### [What to produce]
The copy should begin at the line containing "Identify one point on each instance of the elephant's head" and end with the last line below, every line exact and no picture included.

BEGIN Given records

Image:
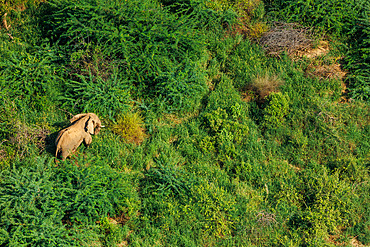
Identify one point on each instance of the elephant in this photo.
(80, 130)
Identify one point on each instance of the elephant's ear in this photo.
(89, 126)
(77, 117)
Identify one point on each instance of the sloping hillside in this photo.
(227, 123)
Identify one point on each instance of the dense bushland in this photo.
(209, 140)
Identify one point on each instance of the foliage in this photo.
(130, 127)
(107, 97)
(277, 107)
(240, 148)
(348, 20)
(43, 205)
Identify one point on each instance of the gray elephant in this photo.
(80, 130)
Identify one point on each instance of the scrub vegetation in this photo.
(228, 122)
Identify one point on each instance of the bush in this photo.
(130, 127)
(275, 110)
(107, 97)
(152, 48)
(42, 205)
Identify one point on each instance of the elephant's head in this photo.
(92, 122)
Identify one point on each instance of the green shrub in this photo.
(131, 127)
(31, 79)
(42, 205)
(275, 110)
(107, 97)
(153, 48)
(183, 198)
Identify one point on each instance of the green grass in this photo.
(240, 148)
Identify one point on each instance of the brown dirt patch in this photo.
(286, 37)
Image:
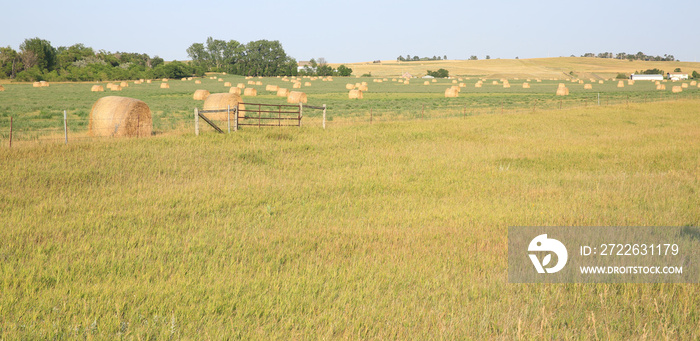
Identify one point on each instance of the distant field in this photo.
(385, 231)
(558, 68)
(37, 113)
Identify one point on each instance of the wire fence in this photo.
(72, 128)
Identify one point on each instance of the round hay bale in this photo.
(115, 116)
(223, 101)
(296, 97)
(355, 94)
(282, 92)
(200, 94)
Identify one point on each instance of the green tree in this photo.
(344, 71)
(38, 52)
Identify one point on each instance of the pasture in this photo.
(390, 230)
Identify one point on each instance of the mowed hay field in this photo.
(386, 231)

END Given records

### [Output below]
Identify one point on each instance of the elephant's head in this photo.
(92, 122)
Identify one point on each instance of the green shrub in this photo.
(131, 127)
(31, 79)
(42, 205)
(275, 110)
(107, 97)
(153, 48)
(183, 198)
Identify one point on each instance of the green grass in this photo.
(240, 148)
Identify one point on each instance of the brown dirt patch in this photo.
(286, 37)
Image:
Identify one point on each instance of the distant field in this photo.
(385, 231)
(558, 68)
(37, 113)
Identify one point on each instance of the wire fence in this photo.
(72, 128)
Identify one point on each instance of the round hay bale in this photo.
(115, 116)
(223, 101)
(296, 97)
(355, 94)
(282, 92)
(200, 94)
Identify one point on each instance of the green tree in this photo.
(344, 71)
(38, 52)
Identify one point on each instance of the pasture in this photo.
(390, 230)
Identify one point on each instance of the mowed hay field in this photo.
(386, 231)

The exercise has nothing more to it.